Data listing
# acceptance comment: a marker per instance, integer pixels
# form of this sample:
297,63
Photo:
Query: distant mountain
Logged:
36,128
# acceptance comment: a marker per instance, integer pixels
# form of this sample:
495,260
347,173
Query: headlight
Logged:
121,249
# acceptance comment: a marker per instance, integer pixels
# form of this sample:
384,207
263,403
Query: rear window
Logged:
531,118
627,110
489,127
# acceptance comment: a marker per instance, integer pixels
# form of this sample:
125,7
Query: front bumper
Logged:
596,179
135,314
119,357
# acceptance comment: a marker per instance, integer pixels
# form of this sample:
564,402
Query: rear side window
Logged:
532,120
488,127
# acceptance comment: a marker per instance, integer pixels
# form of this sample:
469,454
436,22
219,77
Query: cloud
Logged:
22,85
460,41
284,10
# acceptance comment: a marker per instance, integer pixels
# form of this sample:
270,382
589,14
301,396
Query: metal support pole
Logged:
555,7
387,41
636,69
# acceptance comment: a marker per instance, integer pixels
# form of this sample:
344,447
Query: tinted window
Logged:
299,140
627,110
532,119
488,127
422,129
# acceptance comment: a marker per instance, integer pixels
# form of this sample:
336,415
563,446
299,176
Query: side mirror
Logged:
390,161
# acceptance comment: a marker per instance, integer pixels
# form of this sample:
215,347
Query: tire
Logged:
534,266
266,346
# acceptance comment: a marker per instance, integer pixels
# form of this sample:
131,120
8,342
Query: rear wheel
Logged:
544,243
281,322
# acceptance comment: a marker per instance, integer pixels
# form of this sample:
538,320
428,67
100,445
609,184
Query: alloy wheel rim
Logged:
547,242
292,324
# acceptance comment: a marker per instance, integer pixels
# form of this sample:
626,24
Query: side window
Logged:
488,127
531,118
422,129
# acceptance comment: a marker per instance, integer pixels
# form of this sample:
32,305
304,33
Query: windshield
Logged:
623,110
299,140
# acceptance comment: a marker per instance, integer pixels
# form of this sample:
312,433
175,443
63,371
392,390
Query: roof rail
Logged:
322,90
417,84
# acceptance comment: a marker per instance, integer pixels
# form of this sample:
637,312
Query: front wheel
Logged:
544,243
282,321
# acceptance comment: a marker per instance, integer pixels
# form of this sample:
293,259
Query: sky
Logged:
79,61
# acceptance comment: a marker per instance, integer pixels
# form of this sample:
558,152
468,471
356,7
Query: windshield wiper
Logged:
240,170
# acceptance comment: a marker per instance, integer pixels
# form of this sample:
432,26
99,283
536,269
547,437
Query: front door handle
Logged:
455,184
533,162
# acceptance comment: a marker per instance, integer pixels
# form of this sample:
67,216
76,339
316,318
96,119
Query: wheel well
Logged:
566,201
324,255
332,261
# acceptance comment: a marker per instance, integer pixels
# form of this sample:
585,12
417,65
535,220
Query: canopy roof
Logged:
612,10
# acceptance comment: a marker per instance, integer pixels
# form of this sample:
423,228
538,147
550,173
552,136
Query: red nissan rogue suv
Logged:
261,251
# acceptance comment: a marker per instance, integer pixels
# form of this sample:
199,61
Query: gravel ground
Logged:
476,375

* [INSTRUCTIONS FOR THE TASK] Transcribe the full listing above without leaving anything out.

* [SOLUTION TO THIS TASK]
# acceptance comment: a marker per instance, integer pixels
# form of this sample:
297,63
Photo:
Query: distant mountain
Logged:
36,128
# acceptance comment: a marker per instance, integer pixels
# form of this sample:
495,260
347,173
Query: headlight
Logged:
121,249
# acceptance comment: a marker per instance, integer pixels
# form of this sample:
384,207
263,403
Query: rear window
Logged:
531,118
627,110
489,127
# acceptance comment: a marker per instance, integer pixels
# form of this sample:
125,7
Query: front bumper
Logged:
596,179
135,314
119,357
# acceptance comment: a marker per instance, integer pixels
# form of this sample:
564,402
Query: rear side window
Logged:
532,120
488,127
# acceptance comment: a marker per instance, integer pixels
# form of this sample:
469,454
436,22
219,77
Query: cloud
Logged:
22,85
460,41
284,10
# acceptance comment: a marker per instance, integer pixels
# form of this sample:
270,382
589,14
301,396
Query: metal support pole
Logged:
555,7
387,41
636,69
# acceptance comment: a marker per instance, integer pixels
# form of this sample:
344,447
Query: tinted window
Logged:
299,140
627,110
532,119
488,127
422,129
# acceptance comment: a marker per instance, integer pixels
# form of this sample:
336,415
563,446
299,176
Query: side mirror
Logged:
390,161
# acceptance comment: a marker per instance, integer pixels
# form of this sample:
215,347
Query: tire
Logged:
534,266
266,346
# acceptance comment: a marker per instance, integer pixels
# form of this sample:
131,120
8,342
Query: rear wheel
Logged:
544,243
281,322
# acceptance comment: a marker per instance, integer pixels
# form of this sample:
538,320
428,67
100,445
609,184
Query: alloy wheel rim
Logged:
547,242
292,324
# acceptance comment: a marker per instance, integer pixels
# form of this sample:
626,24
Query: side window
Logged:
488,127
531,118
422,129
# acceptance comment: a marker per instance, integer pixels
# form of this sample:
32,305
304,33
Query: windshield
Logged:
623,110
299,140
# acceptance comment: a marker per instance, integer pixels
# form of this sample:
312,433
175,443
63,371
392,390
Query: roof rail
Logged:
322,90
417,84
# acceptance comment: a marker per instance, integer pixels
# form of this sample:
637,312
Query: front wheel
Logged:
544,243
282,321
# acceptance comment: a marker per instance, integer pixels
# form of this sample:
293,259
Query: sky
Logged:
79,61
# acceptance comment: a marker per instance, integer pixels
# form of this sample:
558,152
468,471
356,7
Query: windshield wiper
Logged:
240,170
# acceptance comment: a marker per instance, integer pixels
# form of this sample:
432,26
99,283
536,269
547,437
Query: front door handle
Logged:
455,184
533,162
# acceptance comment: a marker per instance, integer pixels
# form of this sample:
67,216
76,339
316,318
96,119
Query: wheel well
Logged:
566,201
324,255
332,261
# acceptance comment: a marker per instance, integer pixels
# form of this sample:
585,12
417,65
535,220
Query: canopy roof
Logged:
612,10
# acceptance comment: a marker per instance, integer pixels
# form of this sample:
423,228
538,147
550,173
552,136
Query: red nissan rogue suv
Logged:
261,251
# acceptance comment: a marker per instance, integer pixels
# form of this sample:
199,61
Query: gravel ground
Logged:
476,375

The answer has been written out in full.